(What you will do) Copy out the data exactly, leaving the pictures behind.

══ Dataset excerpts

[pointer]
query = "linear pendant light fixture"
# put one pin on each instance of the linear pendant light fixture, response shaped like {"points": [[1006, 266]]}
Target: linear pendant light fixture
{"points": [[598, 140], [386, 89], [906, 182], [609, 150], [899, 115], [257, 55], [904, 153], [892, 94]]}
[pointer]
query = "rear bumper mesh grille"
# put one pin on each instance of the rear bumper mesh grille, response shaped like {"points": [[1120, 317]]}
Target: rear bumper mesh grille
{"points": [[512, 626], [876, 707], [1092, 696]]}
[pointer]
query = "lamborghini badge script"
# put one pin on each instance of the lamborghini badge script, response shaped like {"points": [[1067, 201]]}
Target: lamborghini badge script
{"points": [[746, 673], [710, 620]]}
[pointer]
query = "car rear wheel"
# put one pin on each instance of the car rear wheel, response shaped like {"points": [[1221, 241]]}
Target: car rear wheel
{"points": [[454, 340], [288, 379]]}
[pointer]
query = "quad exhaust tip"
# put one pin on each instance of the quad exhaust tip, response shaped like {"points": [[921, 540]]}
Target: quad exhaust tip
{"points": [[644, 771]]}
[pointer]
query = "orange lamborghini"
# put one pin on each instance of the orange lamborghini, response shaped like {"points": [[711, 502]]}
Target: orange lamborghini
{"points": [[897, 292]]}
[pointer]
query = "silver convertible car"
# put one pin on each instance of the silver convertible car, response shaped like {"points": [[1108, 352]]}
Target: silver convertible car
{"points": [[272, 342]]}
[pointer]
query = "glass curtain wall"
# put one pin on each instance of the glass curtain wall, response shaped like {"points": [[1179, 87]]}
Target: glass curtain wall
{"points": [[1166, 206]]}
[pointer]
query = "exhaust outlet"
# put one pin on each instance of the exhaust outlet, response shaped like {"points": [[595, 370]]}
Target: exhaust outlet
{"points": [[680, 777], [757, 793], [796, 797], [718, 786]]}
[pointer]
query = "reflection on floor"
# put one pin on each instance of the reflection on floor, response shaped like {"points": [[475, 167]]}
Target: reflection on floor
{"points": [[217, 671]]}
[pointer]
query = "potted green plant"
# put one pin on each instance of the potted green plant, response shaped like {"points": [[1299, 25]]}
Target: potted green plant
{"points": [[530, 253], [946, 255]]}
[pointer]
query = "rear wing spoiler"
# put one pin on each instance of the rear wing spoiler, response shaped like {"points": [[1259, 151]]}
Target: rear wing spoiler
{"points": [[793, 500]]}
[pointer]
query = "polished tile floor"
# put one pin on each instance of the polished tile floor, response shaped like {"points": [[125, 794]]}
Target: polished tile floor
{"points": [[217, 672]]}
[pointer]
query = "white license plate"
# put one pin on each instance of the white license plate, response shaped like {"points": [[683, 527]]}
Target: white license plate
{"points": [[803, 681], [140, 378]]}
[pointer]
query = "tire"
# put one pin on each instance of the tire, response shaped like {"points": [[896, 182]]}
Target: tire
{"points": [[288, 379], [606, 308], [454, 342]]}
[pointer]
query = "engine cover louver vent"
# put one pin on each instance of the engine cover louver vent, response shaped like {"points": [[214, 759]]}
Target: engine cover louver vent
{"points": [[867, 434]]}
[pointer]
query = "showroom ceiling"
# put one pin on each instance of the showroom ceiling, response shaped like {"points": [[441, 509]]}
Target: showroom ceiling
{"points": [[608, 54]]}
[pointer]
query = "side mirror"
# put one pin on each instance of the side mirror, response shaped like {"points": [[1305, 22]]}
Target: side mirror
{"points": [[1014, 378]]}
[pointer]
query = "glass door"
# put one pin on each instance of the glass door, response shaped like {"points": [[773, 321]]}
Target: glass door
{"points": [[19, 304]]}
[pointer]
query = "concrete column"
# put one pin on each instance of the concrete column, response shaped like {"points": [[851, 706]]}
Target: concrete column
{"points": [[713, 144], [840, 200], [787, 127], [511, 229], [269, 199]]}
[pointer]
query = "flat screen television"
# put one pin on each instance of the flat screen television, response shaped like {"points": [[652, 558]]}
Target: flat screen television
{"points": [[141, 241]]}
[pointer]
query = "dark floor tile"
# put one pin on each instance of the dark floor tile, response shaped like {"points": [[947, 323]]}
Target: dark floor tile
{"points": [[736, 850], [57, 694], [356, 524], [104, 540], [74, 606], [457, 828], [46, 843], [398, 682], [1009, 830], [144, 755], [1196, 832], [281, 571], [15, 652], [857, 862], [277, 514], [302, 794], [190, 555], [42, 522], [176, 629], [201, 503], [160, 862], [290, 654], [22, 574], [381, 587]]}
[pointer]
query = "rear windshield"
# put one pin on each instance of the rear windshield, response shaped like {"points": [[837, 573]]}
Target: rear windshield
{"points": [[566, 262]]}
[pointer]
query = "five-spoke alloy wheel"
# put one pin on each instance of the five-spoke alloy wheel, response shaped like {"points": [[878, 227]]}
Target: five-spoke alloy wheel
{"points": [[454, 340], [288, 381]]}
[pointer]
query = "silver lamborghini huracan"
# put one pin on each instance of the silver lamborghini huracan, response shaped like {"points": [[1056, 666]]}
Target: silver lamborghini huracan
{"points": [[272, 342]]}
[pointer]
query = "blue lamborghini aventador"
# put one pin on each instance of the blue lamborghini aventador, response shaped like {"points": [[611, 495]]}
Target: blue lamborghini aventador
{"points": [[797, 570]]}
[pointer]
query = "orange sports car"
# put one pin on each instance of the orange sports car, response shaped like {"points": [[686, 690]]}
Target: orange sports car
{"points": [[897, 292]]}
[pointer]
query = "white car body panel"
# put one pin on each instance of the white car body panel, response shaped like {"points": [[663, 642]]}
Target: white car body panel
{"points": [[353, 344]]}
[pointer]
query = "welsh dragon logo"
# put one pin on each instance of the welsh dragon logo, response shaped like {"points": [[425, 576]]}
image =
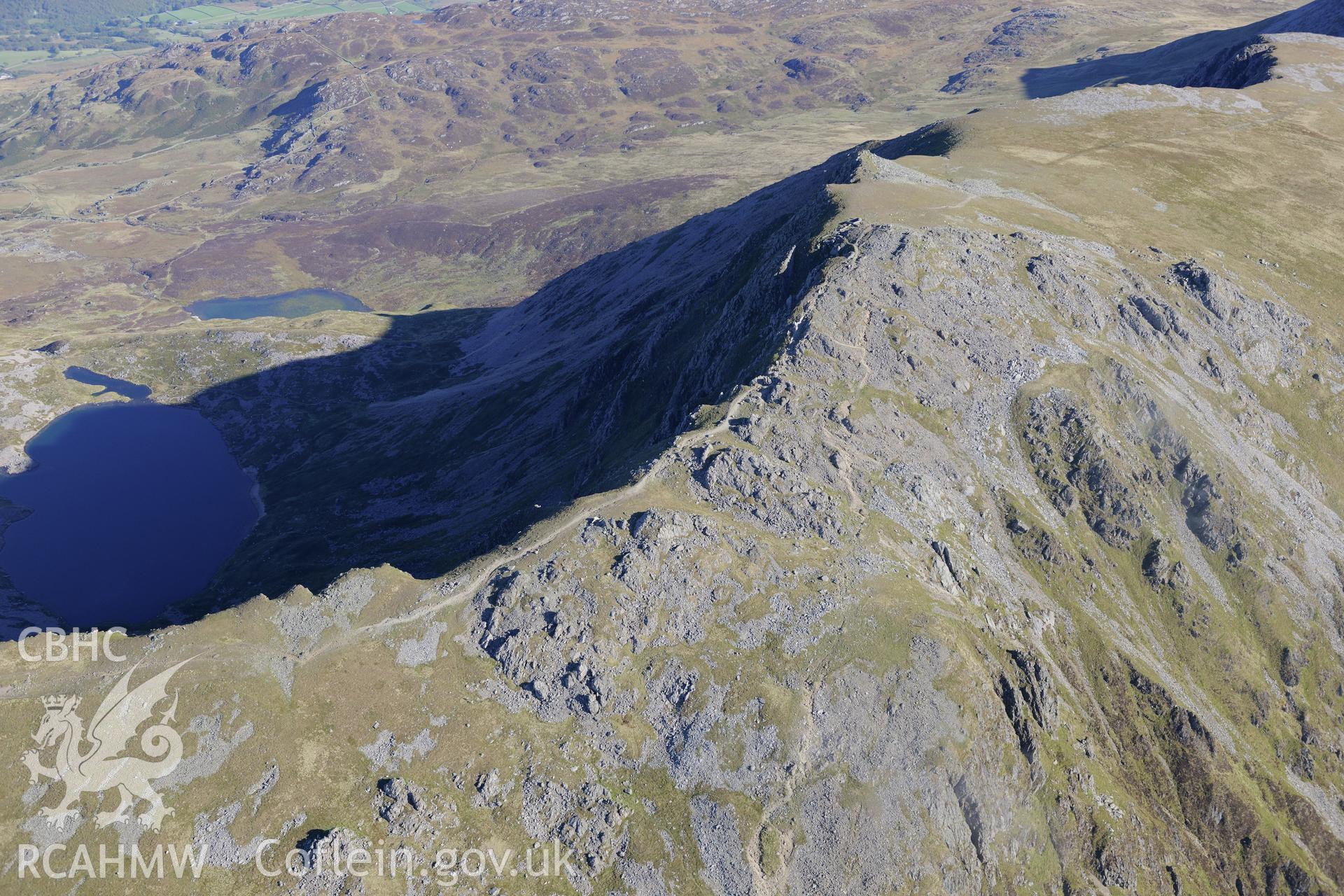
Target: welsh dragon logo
{"points": [[100, 764]]}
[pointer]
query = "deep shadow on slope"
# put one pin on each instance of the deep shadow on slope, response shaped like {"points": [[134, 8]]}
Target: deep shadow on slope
{"points": [[1228, 58], [457, 430]]}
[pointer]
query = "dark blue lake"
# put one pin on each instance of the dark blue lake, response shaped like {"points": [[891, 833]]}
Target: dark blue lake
{"points": [[299, 302], [108, 383], [134, 505]]}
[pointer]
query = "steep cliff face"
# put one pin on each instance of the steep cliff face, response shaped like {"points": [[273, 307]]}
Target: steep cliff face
{"points": [[1008, 561]]}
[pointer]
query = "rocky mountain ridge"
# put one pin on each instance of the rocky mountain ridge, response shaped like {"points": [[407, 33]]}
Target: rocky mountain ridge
{"points": [[1008, 559]]}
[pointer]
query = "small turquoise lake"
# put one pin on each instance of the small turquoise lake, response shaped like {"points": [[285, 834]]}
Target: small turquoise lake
{"points": [[299, 302], [131, 507]]}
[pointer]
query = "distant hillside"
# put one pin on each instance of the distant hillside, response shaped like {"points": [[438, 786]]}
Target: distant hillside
{"points": [[43, 24]]}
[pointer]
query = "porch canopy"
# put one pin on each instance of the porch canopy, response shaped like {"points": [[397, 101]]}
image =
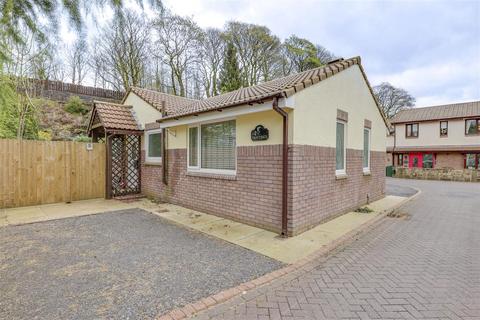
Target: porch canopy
{"points": [[111, 118]]}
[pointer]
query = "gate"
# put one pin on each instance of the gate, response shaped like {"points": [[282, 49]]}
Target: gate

════

(Solution below)
[pointer]
query = "linear pendant light fixture"
# put one pin on each instance of the linear pendant light fixture, response shaped like {"points": [[1006, 266]]}
Target: linear pendant light fixture
{"points": [[598, 140], [386, 89], [906, 182], [609, 150], [899, 115], [257, 55], [904, 153], [892, 94]]}
[pointer]
query = "rear bumper mesh grille"
# put one pin on each instance of the rear bumper mesh grille, response shaped like {"points": [[1120, 317]]}
Target: rear bumper mesh grille
{"points": [[512, 626], [876, 707], [1092, 696]]}
[pointer]
query = "lamborghini badge script"
# put one pin on each instance of the lamborghini badge script, response shaped like {"points": [[1067, 201]]}
Target: lamborghini badge script
{"points": [[746, 673], [710, 620]]}
[pointer]
query = "car rear wheel"
# put one pin on each instance of the car rear wheel, response shaped like {"points": [[1221, 241]]}
Target: car rear wheel
{"points": [[454, 340], [288, 379]]}
[pointer]
query = "quad exhaust tip"
# put one pin on each instance of the quad exhaust tip, response shaped like {"points": [[921, 540]]}
Target: quad exhaust tip
{"points": [[644, 771]]}
[pointer]
query = "orange lamborghini"
# put one pin on each instance of the orange lamborghini, response shaped like {"points": [[711, 502]]}
Target: orange lamborghini
{"points": [[897, 292]]}
[pointer]
query = "silver convertible car"
# put one pin on each instance of the silver convertible car, response shaped like {"points": [[1108, 352]]}
Target: silver convertible car
{"points": [[272, 342]]}
[pointer]
query = "glass curtain wall"
# put one pin on each instance of the glass curtain wall, response shaped like {"points": [[1179, 87]]}
Target: glass curtain wall
{"points": [[1166, 206]]}
[pointer]
query = "exhaust outlet"
# put one pin on each instance of the exhaust outlet, response shaped like {"points": [[595, 370]]}
Target: exhaust outlet
{"points": [[680, 777], [757, 793], [796, 797], [718, 786]]}
[pointer]
query = "reflection on floor"
# put one pin on each instance of the reflection on floor, response shaped like {"points": [[475, 167]]}
Target: reflection on floor
{"points": [[217, 671]]}
[pointer]
query = "potted green plant"
# put one pin on each instance of the potted green plant, response shaped like {"points": [[1299, 25]]}
Target: potted green plant
{"points": [[530, 253], [946, 255]]}
[pointer]
query = "rear wing spoiler"
# put one pin on each instance of the rear wing spoiler, response shaped like {"points": [[1259, 151]]}
Target: rear wing spoiler
{"points": [[793, 500]]}
[pointer]
query = "polished tile floor"
# put one pin on each instance of the polished tile floor, response shaped like {"points": [[125, 794]]}
Target: polished tile floor
{"points": [[217, 672]]}
[pointer]
query = "white license plate"
# put one pin on each instance of the white license plate, response shaped like {"points": [[683, 527]]}
Target: white license plate
{"points": [[803, 681], [140, 378]]}
[pointer]
query = "tire"
# put one pin on each instance of the tire, response shaped like {"points": [[896, 182]]}
Target: tire
{"points": [[288, 379], [606, 308], [454, 342]]}
[pointer]
query = "engine cover louver vent"
# put one pin on each instance of the engine cover louver vent, response shaped like {"points": [[214, 759]]}
Target: engine cover louver vent
{"points": [[867, 434]]}
[pointer]
query = "showroom ceiling"
# put one pin on each instance of the showroom ceiling, response shaped like {"points": [[441, 509]]}
Target: showroom ceiling
{"points": [[608, 54]]}
[pointer]
query = "side mirror"
# put one pin on each instance of the side mirror, response shaped like {"points": [[1305, 22]]}
Target: side mirror
{"points": [[1014, 378]]}
[pointer]
query = "glass door"
# put one pin on each instance of the glass door, response shaped like {"points": [[773, 321]]}
Target: glass door
{"points": [[19, 304]]}
[pointer]
query = "concrete column"
# put one pin on each instance of the concrete column, response shaped like {"points": [[851, 706]]}
Target: concrete column
{"points": [[713, 144], [840, 200], [787, 127], [511, 229], [269, 199]]}
[pointer]
query = "flat screen television"
# put one pin on each instance of the flat screen television, response shaped like {"points": [[652, 558]]}
Target: flat screen television
{"points": [[141, 241]]}
[pointer]
query = "dark floor tile"
# put one pin on each instance of the dark floor tile, response shaped like {"points": [[947, 323]]}
Target: dark floor tile
{"points": [[736, 850], [57, 694], [356, 524], [104, 540], [74, 606], [457, 828], [46, 843], [398, 682], [1009, 830], [144, 755], [1196, 832], [281, 571], [15, 652], [857, 862], [277, 514], [302, 794], [190, 555], [42, 522], [176, 629], [201, 503], [160, 862], [290, 654], [22, 574], [381, 587]]}
[pointer]
query = "rear windshield"
# put one pin on each instance of the rear windshield, response shaped like {"points": [[837, 573]]}
Target: rear windshield
{"points": [[566, 262]]}
[pointer]
query = "five-spoke alloy wheel"
# put one pin on each instance of the five-spoke alloy wheel, response shaped like {"points": [[878, 227]]}
Target: five-spoke alloy wheel
{"points": [[454, 340], [288, 381]]}
[pointer]
query = "silver lamborghini huracan"
# put one pin on each instance of the silver lamborghini huracan, response shaped like {"points": [[1056, 666]]}
Target: silver lamborghini huracan
{"points": [[272, 342]]}
[pointer]
query = "blue lamborghini aventador"
# put one pin on each instance of the blue lamborghini aventador, response shaped like {"points": [[611, 495]]}
Target: blue lamborghini aventador
{"points": [[797, 570]]}
[pointer]
query = "orange sports car"
# put one pin on each instance of the orange sports car, response shaped like {"points": [[686, 690]]}
Target: orange sports car
{"points": [[897, 292]]}
[pointer]
query = "white car body panel"
# put one pin on each instance of the white car body panel, response shaped like {"points": [[663, 642]]}
Target: white car body panel
{"points": [[353, 344]]}
[pointer]
query = "welsh dragon logo"
# put one pin on each instance of the welsh dragon logo, response shaped like {"points": [[425, 576]]}
image =
Target: welsh dragon logo
{"points": [[100, 764]]}
[pointer]
query = "deep shadow on slope"
# put one pin on each instance of the deep shadow on slope, response shaped like {"points": [[134, 8]]}
Target: deep shadow on slope
{"points": [[1228, 58], [457, 430]]}
[pointer]
query = "dark blue lake"
# put one pin on each instance of the dark blue lake, response shaped like {"points": [[891, 833]]}
Target: dark blue lake
{"points": [[299, 302], [108, 383], [134, 505]]}
[pointer]
query = "steep cliff face"
# put one pin on each instance of the steep cliff face, response shaped like {"points": [[273, 307]]}
Target: steep cliff face
{"points": [[1008, 561]]}
[pointer]
query = "rocky mountain ridge"
# put one pin on each instance of the rocky mountain ridge, response shaped like {"points": [[407, 33]]}
Target: rocky mountain ridge
{"points": [[1008, 559]]}
[pointer]
query = "small turquoise lake"
# put one pin on each instance of the small turquoise lake, response shaped like {"points": [[285, 834]]}
Target: small turquoise lake
{"points": [[299, 302], [131, 507]]}
[pointer]
query = "distant hillside"
# put one pin on each instance of the distant hillside, response shaped like {"points": [[438, 786]]}
Target: distant hillside
{"points": [[43, 24]]}
[pointer]
query = "porch canopy"
# put one pin on each instance of the porch canopy, response shaped like {"points": [[397, 101]]}
image =
Target: porch canopy
{"points": [[111, 118]]}
[pointer]
query = "gate"
# put one pin on each instance of the gate, response shaped like {"points": [[282, 49]]}
Target: gate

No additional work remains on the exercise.